= Request 1 =
Please extract each line of the entries below that includes the string "glass".

Friday, 12 October 2007

Beirut: better than MIA and Radiohead


No Trivia, who thinks of something interesting to say to the internet almost every day, wrote a provocative piece about one of the best songs I’ve heard all year, the rrrrremix of MIA’s ‘Paper Planes’, featuring Bun B and Rich Boy. The original is the only really good song on her much-hyped Kala LP – sampling the best bit of the Clash’s otherwise stolid ‘Straight To Hell’, and combining playground rhymes with deadpan nonsense about “third world democracy”, cash registers and gunshots. The remix just adds a couple of nifty verses: Rich Boy sing-raps about an older woman (or possibly a car – these rappers love their metaphors!) in a style that’s somewhere between Nelly, lovers rock and southern soul; Bun B sounds like Bun B always does, which a lot of people like, and ends his verse by suggesting you “get your Robin Hood on, put some pressure on The Man”, which is a great thing to say, I reckon.

MIA (feat. Bun B & Rich Boy) - 'Paper Planes' (remix)

Brandon uses the remix as a jump-off point to air some strong reservations about MIA’s patronising attitude towards her ‘edgy’ and ‘marginalised’ collaborators (read: poor, and occasionally possessed of some strong opinions that she might not share). Fair points – MIA’s easy to expose as a liberal dilettante passing herself off as a visionary radical. Most of the time I can’t stomach her, any more than I can take the over-egged production and unalloyed, humourless unpleasantness of UGK, or the production-line shirtless southern rapper-dom of Rich Boy. But sometimes pop works best when it rides the fine line between exploitation and inspiration (or something) – “from Elvis to Eminem!”, as a Guardian music journalist might write – and the remix does just that. Trashy and transcendent, what?

I was planning to carry on in this pretentious vein and write something comparing ‘Paper Planes’ to Beirut’s new album The Flying Club Cup, another piece of work that gleefully robs from ‘authentic’ sources, this time appropriating Balkan folk arrangements, together with a heavily-romanticised vision of France. Nothing on the album stands out as much as the MIA song, but overall its Boho-schtick is much more successful, at points recalling GMS faves Menlo Park, or a cross between Neutral Milk Hotel’s more funeral songs and the gypsy oompah chaos of Emir Kusturica’s outstanding Black Cat White Cat. There are plenty of reviews out there. The ones that give it 8 out of 10 are about right.

Menlo Park – ‘Bicycle’ (from Greetings from Montauk, N.Y.)

= Listed entries =
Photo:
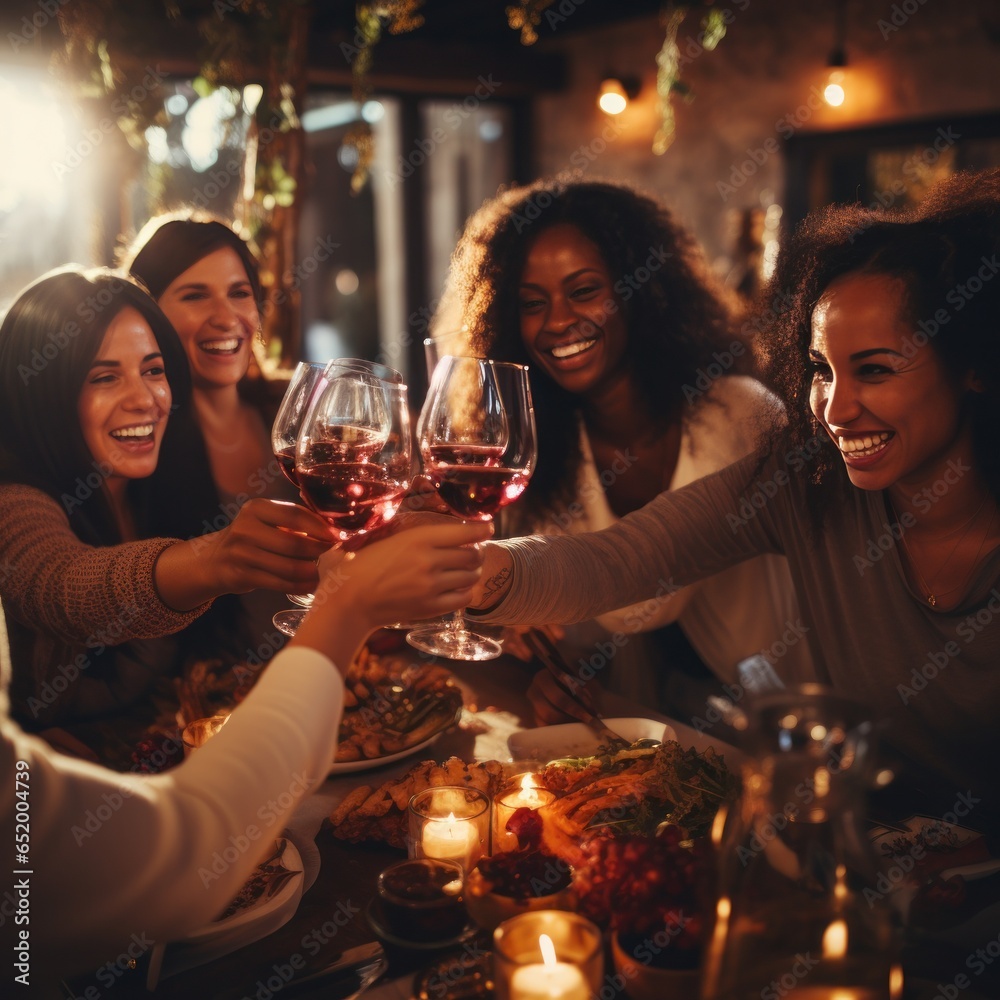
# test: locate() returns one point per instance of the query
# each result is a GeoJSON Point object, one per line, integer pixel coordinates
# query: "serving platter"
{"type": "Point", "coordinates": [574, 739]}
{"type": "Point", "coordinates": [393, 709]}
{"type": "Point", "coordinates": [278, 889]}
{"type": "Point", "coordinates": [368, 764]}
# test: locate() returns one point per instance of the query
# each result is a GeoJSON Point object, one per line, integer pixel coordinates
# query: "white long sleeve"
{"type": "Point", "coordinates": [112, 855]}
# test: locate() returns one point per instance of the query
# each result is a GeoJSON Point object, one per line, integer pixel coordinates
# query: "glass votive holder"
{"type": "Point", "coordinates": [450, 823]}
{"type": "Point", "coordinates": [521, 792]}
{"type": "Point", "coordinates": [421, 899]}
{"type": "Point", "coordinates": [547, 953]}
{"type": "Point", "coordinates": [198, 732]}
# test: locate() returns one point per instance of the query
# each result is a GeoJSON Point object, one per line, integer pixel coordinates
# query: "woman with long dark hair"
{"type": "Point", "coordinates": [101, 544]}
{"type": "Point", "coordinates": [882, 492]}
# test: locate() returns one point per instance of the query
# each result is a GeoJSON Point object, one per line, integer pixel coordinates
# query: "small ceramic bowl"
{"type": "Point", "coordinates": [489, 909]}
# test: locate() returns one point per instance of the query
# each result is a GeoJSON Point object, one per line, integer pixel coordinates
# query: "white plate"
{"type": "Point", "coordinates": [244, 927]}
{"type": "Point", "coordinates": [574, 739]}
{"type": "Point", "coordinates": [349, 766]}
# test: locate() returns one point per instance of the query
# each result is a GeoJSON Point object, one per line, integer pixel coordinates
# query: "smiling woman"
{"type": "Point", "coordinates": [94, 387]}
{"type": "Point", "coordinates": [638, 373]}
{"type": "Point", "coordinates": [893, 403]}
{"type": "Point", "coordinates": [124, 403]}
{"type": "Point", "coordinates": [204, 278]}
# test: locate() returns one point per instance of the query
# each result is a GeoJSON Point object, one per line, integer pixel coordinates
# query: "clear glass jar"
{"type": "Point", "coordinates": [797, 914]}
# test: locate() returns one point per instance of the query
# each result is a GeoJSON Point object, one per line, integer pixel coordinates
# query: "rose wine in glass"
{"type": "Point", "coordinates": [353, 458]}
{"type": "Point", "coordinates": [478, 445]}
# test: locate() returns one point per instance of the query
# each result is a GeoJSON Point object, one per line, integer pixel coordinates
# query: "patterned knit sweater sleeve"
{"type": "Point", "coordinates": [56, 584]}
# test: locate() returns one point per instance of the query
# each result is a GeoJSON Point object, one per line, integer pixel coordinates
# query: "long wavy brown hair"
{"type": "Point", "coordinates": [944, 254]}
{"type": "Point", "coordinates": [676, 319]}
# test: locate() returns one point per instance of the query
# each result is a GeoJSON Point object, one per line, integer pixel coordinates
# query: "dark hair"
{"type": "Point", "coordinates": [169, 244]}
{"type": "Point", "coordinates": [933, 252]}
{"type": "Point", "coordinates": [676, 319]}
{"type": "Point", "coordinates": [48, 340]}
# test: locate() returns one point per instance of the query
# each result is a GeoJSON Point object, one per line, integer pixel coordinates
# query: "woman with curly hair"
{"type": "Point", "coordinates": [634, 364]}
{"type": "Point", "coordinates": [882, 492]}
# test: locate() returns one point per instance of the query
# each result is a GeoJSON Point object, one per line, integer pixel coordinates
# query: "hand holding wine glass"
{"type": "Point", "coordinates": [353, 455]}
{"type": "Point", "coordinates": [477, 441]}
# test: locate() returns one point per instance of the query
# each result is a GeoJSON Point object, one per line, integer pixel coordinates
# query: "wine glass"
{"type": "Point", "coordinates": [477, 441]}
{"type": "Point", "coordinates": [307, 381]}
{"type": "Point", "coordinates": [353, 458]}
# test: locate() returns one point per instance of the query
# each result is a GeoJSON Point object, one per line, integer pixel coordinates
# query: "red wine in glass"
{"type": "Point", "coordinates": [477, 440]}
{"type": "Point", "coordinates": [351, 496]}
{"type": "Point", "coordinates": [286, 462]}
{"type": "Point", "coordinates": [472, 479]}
* * *
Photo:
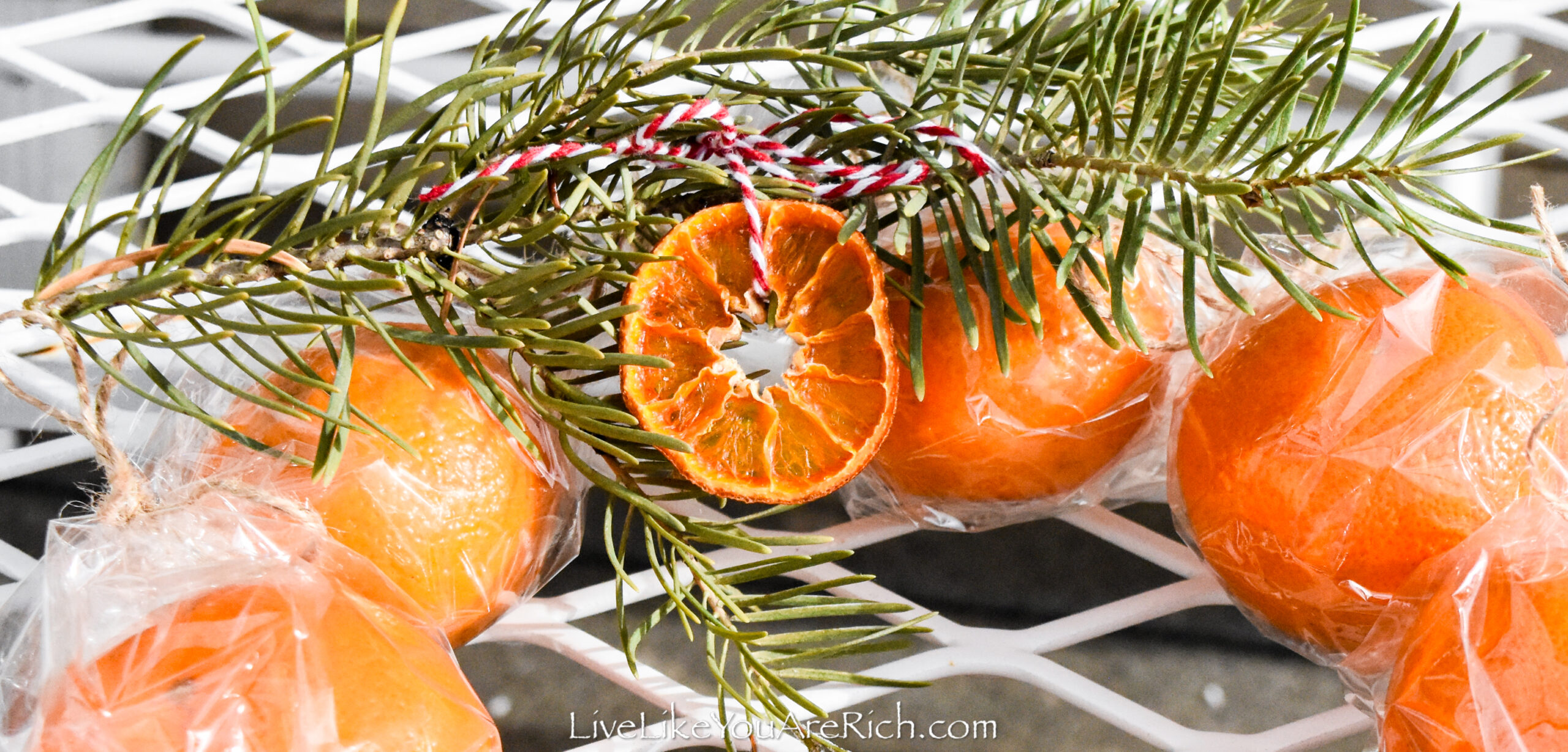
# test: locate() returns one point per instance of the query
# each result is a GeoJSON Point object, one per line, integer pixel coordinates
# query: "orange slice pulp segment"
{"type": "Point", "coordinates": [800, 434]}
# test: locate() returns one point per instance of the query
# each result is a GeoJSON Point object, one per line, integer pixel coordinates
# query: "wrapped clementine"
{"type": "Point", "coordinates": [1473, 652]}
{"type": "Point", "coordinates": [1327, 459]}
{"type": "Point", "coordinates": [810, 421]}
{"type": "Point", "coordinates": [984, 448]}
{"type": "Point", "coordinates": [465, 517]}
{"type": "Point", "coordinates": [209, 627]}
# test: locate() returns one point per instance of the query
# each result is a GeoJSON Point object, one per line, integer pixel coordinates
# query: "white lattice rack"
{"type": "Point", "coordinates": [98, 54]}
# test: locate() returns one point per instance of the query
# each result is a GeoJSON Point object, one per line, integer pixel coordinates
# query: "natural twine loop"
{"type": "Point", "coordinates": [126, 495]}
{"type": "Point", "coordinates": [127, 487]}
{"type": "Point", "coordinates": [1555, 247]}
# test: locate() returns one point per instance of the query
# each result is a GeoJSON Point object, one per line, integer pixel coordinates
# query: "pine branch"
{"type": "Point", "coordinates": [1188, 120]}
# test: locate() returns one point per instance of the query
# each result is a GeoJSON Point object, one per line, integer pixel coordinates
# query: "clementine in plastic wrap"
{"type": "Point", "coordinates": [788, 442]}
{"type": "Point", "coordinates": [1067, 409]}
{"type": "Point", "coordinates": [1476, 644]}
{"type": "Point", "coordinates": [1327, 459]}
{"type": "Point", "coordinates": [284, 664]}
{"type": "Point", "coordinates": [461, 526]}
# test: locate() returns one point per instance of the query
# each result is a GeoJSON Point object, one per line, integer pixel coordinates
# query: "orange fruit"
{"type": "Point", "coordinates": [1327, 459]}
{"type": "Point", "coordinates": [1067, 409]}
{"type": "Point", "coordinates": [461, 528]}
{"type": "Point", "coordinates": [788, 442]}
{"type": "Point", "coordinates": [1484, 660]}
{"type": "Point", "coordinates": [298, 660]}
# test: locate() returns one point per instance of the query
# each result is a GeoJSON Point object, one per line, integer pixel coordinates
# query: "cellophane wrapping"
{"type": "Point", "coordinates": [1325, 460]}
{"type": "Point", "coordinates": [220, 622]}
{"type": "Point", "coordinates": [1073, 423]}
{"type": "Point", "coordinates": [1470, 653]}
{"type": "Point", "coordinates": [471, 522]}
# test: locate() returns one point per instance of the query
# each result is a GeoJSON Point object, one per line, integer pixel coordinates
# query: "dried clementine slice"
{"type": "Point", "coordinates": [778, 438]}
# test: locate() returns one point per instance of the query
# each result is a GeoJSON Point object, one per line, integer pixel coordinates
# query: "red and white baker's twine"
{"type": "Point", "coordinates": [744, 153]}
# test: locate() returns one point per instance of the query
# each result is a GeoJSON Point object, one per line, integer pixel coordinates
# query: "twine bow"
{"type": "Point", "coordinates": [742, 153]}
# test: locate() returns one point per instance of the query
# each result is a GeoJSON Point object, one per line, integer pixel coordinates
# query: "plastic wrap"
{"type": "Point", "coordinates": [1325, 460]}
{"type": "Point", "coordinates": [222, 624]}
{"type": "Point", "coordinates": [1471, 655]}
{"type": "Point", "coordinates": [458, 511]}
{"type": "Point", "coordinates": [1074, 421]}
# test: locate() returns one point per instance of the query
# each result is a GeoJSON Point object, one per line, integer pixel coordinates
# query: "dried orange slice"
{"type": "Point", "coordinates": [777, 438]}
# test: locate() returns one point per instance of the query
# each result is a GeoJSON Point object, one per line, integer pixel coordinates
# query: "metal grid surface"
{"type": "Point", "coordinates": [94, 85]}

= Request 2 =
Take the blog post on MIA and Beirut above further, writing on from its final line.

= Exercise result 1 =
# query: "glass votive holder"
# query: "clear glass jar"
# query: "rose wine in glass"
# query: "hand holding wine glass"
# query: "wine glass"
# query: "red wine in glass"

= Exercise result 2 =
Black Cat White Cat OST – ‘Bubamara’

Instead, I’ll direct you to the album’s website, which does something a bit magical. Each song has a video, in which we follow Beirut’s ‘Orkestar’ around Brooklyn, through bars, apartments, a garage full of ice cream vans, down to the river by night, and finally into a church, playing their ukuleles, fiddles, accordions and horns as they go. It’s not an altogether original device: the format simply expands upon French film-makers La Blogotheque’s guerilla-gig approach. Arcade Fire, who also bring the bells and whistles, made a similar one in support of Neon Bible earlier this year. Plus, if you’re put off by Beirut’s “I’ve been to Europe” aesthetic, you probably won’t warm to the inevitably romanticised Brooklyn that he roams here.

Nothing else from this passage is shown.